## What is needed
For each statement, answer yes or no according to the passage on P2P meth, quoting the words from it that settle the question. (a) Ken Vick directs a drug-treatment center in Kansas City, Missouri. (b) Before the Prieto-Greenhill connection, none of Jennifer Grzesik's patients were using meth. (c) Twenty percent of Grzesik's clients are now homeless.

START Page text

Over the past year and a half, I’ve talked with meth addicts, counselors, and cops around the country. The people I spoke with told me stories nearly identical to Eric Barrera’s: P2P-meth use was quickly causing steep deterioration in mental health. The symptoms were always similar: violent paranoia, hallucinations, conspiracy theories, isolation, massive memory loss, jumbled speech. Methamphetamine is a neurotoxin—it damages the brain no matter how it is derived. But P2P meth seems to create a higher order of cerebral catastrophe. “I don’t know that I would even call it meth anymore,” Ken Vick, the director of a drug-treatment center in Kansas City, Missouri, told me. Schizophrenia and bipolar disorder are afflictions that begin in the young. Now people in their 30s and 40s with no prior history of mental illness seemed to be going mad

…….

At the MORE Center, a Louisville clinic set up to treat pain-pill and heroin addicts, patients started coming in on meth. Before the Prieto-Greenhill connection, only two of counselor Jennifer Grzesik’s patients were using meth. Within three years, almost 90 percent of new patients coming to the clinic had meth in their drug screen. “I don’t remember having any homeless people in my caseload before 2016,” she told me. But 20 percent of her clients now are homeless.

…..

END Page text
START Dataset excerpts

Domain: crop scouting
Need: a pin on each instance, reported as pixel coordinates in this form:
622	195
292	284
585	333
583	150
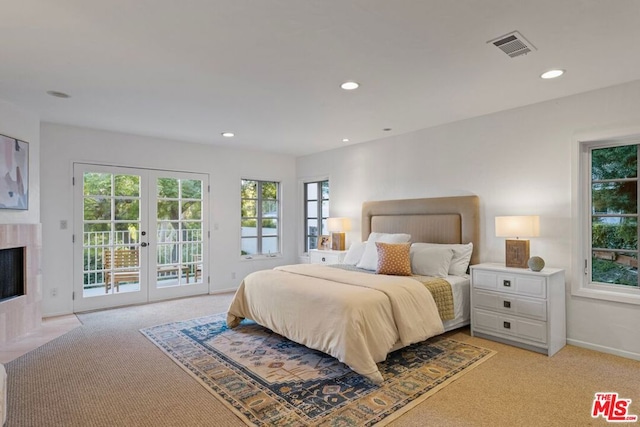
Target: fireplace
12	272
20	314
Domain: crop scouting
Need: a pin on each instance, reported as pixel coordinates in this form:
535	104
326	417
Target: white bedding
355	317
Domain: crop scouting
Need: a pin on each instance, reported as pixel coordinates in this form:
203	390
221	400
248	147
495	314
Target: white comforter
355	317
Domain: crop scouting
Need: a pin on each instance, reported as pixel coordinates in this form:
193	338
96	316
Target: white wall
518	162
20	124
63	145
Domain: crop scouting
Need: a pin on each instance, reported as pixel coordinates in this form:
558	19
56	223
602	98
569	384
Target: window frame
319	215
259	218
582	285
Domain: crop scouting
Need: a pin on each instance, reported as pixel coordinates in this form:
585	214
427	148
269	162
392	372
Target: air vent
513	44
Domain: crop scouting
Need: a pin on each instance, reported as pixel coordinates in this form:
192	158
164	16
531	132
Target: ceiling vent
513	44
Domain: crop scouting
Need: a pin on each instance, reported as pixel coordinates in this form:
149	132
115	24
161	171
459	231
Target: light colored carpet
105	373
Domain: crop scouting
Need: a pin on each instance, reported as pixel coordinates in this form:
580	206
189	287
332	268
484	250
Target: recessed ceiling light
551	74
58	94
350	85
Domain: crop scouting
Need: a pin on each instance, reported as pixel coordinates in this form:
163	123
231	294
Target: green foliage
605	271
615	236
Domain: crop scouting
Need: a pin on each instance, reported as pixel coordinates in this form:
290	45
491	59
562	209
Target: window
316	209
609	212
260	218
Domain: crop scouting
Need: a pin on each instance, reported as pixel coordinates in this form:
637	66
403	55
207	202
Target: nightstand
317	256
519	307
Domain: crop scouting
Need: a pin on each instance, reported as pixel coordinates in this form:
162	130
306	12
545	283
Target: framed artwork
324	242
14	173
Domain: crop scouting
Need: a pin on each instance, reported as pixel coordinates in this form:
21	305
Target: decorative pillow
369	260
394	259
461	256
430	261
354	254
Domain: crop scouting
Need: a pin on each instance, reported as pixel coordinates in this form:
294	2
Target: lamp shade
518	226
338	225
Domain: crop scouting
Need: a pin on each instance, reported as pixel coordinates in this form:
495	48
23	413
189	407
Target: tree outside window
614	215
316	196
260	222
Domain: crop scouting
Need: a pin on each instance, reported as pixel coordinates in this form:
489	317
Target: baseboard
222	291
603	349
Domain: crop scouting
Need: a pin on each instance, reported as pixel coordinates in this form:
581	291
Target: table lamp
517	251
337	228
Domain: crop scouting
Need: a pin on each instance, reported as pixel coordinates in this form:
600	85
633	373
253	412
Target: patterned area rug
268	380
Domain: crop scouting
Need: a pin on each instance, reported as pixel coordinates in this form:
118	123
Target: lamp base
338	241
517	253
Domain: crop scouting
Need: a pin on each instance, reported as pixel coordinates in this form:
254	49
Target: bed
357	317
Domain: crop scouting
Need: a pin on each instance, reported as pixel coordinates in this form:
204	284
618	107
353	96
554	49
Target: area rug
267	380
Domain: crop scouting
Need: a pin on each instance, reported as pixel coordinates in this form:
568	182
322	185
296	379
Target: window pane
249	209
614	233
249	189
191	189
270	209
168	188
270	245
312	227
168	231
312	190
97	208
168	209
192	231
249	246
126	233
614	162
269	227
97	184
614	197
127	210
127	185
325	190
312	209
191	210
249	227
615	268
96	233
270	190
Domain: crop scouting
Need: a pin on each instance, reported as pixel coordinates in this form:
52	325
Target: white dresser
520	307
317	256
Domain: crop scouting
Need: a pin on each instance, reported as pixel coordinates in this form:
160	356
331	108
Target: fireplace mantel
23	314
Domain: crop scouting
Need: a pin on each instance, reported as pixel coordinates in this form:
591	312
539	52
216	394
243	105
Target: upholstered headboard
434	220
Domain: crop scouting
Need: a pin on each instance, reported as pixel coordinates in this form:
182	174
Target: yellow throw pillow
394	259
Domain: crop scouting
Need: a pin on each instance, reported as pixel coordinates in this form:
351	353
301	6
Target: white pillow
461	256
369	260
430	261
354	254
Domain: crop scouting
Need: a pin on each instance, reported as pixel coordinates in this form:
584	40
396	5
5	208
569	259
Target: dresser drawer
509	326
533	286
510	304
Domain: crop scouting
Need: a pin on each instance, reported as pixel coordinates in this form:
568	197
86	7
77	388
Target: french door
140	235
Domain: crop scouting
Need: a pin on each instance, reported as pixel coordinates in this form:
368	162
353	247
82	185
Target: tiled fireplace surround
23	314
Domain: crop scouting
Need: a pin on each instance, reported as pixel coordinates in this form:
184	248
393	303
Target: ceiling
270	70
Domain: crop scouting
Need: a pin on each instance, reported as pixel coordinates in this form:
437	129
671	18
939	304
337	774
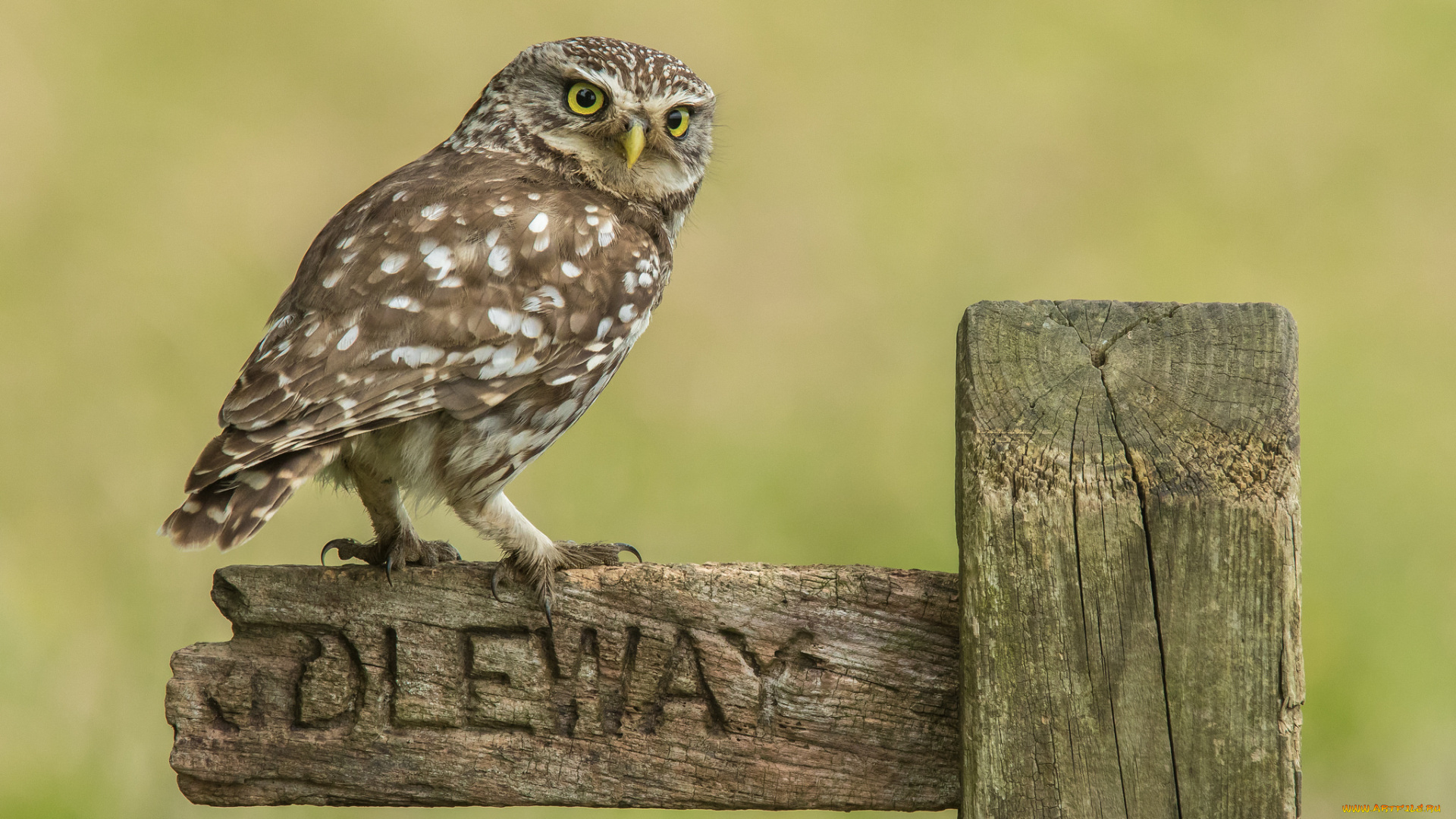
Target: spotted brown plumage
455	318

END Dataset excerpts

## Result of this exercise
(a) Yes: "Ken Vick, the director of a drug-treatment center in Kansas City, Missouri"
(b) No: "Before the Prieto-Greenhill connection, only two of counselor Jennifer Grzesik’s patients were using meth."
(c) Yes: "But 20 percent of her clients now are homeless."